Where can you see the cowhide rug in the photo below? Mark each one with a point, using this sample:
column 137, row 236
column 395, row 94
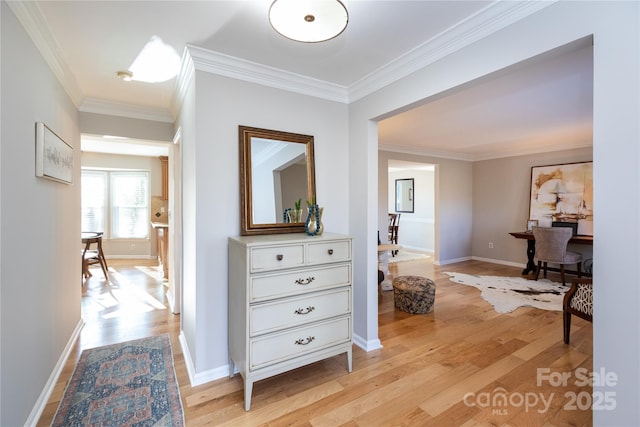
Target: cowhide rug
column 508, row 293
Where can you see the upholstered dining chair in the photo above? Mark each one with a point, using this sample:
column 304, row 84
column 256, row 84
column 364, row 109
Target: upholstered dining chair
column 551, row 246
column 577, row 301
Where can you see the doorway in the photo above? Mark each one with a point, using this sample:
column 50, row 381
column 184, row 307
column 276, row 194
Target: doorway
column 140, row 252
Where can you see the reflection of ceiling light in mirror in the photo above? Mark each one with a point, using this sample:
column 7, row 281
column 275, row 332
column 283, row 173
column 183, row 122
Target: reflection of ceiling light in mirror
column 157, row 62
column 308, row 20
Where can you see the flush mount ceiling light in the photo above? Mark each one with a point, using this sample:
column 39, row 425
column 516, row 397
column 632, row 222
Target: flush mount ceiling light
column 157, row 62
column 308, row 21
column 125, row 75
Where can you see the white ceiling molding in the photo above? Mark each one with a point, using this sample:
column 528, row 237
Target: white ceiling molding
column 502, row 153
column 241, row 69
column 30, row 16
column 528, row 151
column 490, row 19
column 99, row 106
column 428, row 152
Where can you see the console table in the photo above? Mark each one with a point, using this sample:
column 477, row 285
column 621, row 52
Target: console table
column 531, row 247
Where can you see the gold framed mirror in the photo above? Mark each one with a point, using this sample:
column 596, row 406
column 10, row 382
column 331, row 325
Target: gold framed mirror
column 276, row 171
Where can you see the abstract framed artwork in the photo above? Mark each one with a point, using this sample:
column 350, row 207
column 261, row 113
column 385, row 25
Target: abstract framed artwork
column 563, row 193
column 54, row 157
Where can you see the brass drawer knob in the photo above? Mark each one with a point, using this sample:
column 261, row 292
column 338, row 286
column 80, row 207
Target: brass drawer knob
column 304, row 341
column 304, row 310
column 305, row 281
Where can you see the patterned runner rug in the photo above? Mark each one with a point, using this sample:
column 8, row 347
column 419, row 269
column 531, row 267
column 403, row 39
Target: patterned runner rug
column 127, row 384
column 508, row 293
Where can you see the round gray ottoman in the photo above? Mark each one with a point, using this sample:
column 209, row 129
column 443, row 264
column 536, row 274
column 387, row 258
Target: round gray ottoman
column 414, row 294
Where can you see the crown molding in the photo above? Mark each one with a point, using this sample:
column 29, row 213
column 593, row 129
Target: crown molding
column 490, row 19
column 418, row 151
column 32, row 20
column 100, row 106
column 253, row 72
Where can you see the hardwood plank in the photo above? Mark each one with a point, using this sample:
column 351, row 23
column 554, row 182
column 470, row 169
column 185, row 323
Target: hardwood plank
column 420, row 377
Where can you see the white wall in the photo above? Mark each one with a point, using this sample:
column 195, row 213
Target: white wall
column 40, row 278
column 615, row 29
column 211, row 192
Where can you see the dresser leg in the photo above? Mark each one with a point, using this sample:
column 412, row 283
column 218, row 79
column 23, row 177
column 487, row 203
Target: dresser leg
column 232, row 368
column 248, row 388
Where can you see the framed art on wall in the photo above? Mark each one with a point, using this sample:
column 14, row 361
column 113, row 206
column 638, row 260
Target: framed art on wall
column 54, row 157
column 563, row 193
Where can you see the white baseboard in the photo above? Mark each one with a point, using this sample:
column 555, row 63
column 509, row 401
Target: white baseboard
column 37, row 410
column 452, row 261
column 195, row 378
column 499, row 261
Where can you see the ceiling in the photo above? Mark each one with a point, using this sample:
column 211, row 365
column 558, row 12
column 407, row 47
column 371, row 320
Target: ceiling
column 538, row 106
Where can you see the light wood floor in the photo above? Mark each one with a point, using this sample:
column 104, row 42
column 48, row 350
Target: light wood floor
column 462, row 365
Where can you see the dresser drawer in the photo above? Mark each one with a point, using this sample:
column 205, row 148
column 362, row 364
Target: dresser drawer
column 276, row 257
column 326, row 252
column 290, row 312
column 274, row 348
column 269, row 286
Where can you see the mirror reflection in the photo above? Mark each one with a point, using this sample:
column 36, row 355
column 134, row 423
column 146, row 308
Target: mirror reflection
column 277, row 178
column 404, row 195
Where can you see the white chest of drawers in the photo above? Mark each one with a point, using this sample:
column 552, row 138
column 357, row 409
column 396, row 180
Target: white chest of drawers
column 290, row 303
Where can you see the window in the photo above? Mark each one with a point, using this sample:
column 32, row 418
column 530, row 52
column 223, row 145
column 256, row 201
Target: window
column 116, row 203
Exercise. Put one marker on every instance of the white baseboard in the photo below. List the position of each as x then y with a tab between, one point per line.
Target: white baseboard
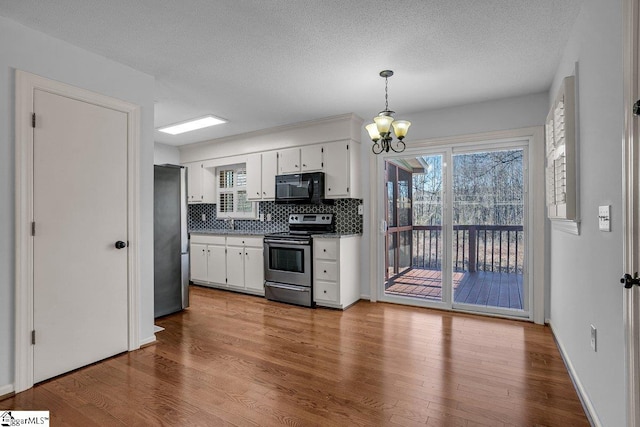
582	395
148	340
6	389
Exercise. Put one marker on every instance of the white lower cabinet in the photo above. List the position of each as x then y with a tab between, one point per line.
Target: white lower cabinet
336	271
230	262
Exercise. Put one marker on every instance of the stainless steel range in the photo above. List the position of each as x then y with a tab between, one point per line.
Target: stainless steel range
288	259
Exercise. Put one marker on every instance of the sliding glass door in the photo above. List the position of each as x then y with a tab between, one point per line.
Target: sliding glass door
488	243
456	229
414	201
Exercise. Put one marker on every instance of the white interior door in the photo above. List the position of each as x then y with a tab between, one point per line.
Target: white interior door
80	288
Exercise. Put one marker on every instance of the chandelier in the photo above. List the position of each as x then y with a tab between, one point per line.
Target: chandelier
380	130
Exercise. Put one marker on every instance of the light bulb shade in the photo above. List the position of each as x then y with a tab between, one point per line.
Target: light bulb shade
383	123
372	128
400	128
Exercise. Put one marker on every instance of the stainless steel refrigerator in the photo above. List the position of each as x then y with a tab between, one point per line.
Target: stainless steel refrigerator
170	240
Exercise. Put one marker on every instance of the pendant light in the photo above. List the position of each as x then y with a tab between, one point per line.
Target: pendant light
380	129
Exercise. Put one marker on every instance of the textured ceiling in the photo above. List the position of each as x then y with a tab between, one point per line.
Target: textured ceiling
265	63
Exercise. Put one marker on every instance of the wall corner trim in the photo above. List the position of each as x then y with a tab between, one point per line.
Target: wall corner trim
589	409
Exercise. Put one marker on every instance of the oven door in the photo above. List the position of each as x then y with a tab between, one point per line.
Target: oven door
287	262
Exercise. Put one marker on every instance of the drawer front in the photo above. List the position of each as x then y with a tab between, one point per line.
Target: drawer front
208	239
327	291
244	241
326	249
326	270
253	242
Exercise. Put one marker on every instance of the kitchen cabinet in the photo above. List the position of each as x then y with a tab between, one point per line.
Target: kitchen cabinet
308	158
342	169
207	255
262	169
336	268
245	265
198	261
200	183
230	262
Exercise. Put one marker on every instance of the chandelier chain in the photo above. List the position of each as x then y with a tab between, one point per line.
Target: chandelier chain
386	94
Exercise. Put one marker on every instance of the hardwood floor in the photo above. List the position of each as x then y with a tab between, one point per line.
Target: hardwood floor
233	359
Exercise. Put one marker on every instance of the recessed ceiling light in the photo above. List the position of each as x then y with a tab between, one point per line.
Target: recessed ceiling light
194	124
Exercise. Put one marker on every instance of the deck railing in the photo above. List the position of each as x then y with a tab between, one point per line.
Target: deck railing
496	248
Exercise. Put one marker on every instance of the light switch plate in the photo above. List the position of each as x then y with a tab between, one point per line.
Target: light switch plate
604	218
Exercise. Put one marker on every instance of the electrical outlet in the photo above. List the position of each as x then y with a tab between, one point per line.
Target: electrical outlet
604	218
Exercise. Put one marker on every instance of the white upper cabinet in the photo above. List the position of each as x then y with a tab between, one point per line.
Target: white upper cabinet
200	183
341	169
302	159
262	169
289	161
311	158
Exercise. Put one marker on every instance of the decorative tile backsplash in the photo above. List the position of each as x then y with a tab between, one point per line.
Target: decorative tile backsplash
346	213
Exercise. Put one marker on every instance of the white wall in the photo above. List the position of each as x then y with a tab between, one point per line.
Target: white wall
37	53
585	269
165	154
502	114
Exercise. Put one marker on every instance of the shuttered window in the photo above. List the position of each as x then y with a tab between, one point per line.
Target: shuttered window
232	193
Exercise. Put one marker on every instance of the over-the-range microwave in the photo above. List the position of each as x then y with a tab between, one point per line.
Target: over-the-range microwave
300	188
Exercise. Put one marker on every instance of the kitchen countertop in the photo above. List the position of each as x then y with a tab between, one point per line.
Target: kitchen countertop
224	232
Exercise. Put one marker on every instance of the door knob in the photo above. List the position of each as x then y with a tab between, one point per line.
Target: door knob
629	281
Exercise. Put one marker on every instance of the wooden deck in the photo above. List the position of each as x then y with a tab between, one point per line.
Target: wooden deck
502	290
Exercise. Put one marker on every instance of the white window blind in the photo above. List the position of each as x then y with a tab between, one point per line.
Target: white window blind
232	193
560	153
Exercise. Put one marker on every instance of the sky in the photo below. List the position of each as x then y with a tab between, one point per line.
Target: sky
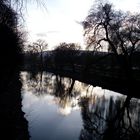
60	20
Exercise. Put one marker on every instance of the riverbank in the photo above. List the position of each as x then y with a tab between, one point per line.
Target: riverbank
13	124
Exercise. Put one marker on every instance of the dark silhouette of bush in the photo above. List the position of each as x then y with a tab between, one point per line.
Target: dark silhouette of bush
10	44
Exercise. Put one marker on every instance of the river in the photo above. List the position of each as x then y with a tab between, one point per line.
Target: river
60	108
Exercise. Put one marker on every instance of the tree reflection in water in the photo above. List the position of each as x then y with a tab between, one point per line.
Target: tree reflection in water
105	116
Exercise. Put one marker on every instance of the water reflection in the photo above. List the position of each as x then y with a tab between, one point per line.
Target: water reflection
63	108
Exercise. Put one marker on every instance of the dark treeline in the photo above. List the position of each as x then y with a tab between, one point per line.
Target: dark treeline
13	124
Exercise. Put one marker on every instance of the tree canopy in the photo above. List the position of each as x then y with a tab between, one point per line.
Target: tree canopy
113	30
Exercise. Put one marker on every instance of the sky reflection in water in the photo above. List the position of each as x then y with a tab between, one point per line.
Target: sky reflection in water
59	108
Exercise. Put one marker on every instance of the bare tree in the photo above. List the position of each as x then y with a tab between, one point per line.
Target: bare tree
115	31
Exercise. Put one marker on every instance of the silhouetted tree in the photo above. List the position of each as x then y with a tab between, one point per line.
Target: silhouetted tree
66	53
115	31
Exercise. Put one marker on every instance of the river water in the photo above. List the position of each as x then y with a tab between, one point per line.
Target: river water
60	108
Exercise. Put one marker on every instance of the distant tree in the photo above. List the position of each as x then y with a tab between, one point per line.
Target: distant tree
65	53
67	46
115	31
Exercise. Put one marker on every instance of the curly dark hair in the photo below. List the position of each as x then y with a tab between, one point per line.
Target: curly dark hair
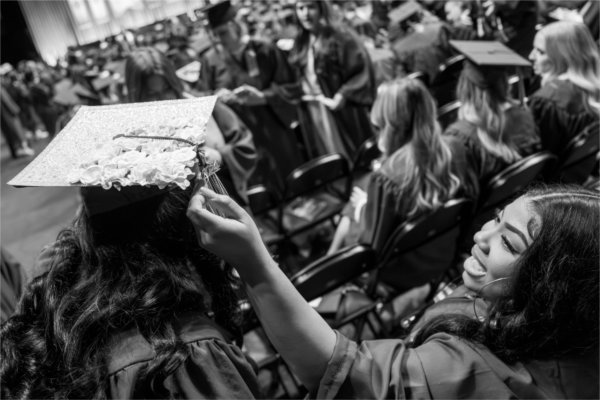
552	308
137	266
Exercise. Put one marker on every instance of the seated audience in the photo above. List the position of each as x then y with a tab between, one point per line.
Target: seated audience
537	266
496	129
150	76
334	82
567	60
420	170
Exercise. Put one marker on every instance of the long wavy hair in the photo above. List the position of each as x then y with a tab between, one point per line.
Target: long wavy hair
138	266
550	309
484	108
573	55
143	63
406	114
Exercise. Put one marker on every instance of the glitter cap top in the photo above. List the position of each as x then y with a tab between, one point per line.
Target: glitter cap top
153	144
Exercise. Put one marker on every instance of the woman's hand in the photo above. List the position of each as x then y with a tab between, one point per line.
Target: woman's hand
234	237
212	155
334	104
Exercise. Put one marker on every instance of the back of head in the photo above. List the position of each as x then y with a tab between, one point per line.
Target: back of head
483	93
410	138
553	307
144	63
137	266
326	27
550	308
571	50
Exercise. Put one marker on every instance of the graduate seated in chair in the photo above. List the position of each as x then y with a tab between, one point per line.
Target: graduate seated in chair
150	76
536	265
127	305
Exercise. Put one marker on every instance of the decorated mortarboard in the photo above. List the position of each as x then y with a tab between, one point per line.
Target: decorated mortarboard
190	72
219	13
116	67
126	152
404	12
487	61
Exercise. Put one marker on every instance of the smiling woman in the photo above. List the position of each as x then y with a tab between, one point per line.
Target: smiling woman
498	244
542	319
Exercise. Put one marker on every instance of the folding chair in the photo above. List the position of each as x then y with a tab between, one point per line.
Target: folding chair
420	75
342	306
448	113
578	160
310	195
264	205
422	250
443	87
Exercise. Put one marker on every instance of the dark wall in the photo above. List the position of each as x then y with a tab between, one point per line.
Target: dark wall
15	40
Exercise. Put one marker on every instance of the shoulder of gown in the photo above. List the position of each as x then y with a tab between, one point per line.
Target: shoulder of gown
213	368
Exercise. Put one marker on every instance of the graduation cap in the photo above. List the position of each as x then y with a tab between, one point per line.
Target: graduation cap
129	151
116	67
404	12
487	61
104	80
219	13
190	72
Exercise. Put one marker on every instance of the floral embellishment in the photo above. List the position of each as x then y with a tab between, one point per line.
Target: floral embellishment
162	156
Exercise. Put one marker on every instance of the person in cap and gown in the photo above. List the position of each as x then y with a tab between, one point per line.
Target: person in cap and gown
420	171
567	59
242	71
496	129
150	76
535	264
334	83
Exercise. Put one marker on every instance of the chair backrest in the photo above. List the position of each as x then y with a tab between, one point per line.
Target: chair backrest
331	272
365	155
448	113
579	158
261	200
413	234
513	179
450	69
316	174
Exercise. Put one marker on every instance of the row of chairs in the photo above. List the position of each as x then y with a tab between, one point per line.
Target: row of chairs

● ● ● ● ● ● ●

TASK:
Each line, from the beginning of the listing to the line bearing "column 516, row 397" inclusive, should be copied exactly; the pictures stay out.

WRITTEN SOLUTION:
Where can you see the cowhide rug in the photo below? Mark each one with a point, using this sample:
column 137, row 236
column 395, row 94
Target: cowhide rug
column 508, row 293
Where can you see the upholstered dining chair in the photo above? Mark each one with a point, using this sample:
column 304, row 84
column 256, row 84
column 364, row 109
Target: upholstered dining chair
column 551, row 246
column 577, row 301
Where can you see the doorway in the photo above? Mark each one with a point, using this sample:
column 50, row 381
column 184, row 307
column 276, row 194
Target: doorway
column 140, row 252
Where can you see the reflection of ceiling light in mirror in the photo above? Mark each one with a point, using this sample:
column 7, row 281
column 275, row 332
column 283, row 173
column 183, row 122
Target: reflection of ceiling light in mirror
column 157, row 62
column 308, row 20
Where can you see the flush mount ceiling light in the photo above? Mark each one with a point, using this sample:
column 39, row 425
column 516, row 397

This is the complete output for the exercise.